* [Problem to solve]: From the entries below, copy every line that holds the word "Give".

* [Material for this task]:
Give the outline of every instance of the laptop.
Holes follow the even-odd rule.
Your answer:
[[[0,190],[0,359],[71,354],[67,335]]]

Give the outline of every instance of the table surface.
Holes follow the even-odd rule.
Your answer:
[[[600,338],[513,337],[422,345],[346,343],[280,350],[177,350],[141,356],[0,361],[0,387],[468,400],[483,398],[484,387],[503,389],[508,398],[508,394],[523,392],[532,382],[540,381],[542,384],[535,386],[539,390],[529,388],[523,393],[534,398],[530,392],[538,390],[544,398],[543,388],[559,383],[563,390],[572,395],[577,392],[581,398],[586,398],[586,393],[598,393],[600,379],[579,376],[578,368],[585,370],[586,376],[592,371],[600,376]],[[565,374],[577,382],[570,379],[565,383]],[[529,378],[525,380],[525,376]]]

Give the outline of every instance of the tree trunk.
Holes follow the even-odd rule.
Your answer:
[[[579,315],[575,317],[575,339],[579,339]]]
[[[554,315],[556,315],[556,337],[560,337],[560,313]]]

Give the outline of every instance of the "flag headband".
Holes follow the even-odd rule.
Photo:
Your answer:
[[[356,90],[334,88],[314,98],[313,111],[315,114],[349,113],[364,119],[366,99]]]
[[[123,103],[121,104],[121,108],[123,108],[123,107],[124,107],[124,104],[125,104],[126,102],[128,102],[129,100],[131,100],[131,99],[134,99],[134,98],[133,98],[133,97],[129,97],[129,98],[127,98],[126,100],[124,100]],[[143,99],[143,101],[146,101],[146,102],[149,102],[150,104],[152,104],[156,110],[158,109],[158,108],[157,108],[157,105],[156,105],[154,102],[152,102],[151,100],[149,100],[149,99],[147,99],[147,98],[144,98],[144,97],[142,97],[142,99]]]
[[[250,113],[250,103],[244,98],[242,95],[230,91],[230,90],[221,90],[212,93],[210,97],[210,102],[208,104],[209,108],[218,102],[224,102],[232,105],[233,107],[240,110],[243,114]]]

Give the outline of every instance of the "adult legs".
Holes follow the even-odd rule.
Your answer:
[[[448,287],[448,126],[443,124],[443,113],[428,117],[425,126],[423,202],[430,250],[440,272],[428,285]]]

* [Answer for the task]:
Give the outline of every instance of the laptop.
Give the outline of every instance of the table surface.
Give the outline of every instance of the tree trunk.
Give the outline of every instance of the "flag headband".
Give the outline of every instance of the "adult legs".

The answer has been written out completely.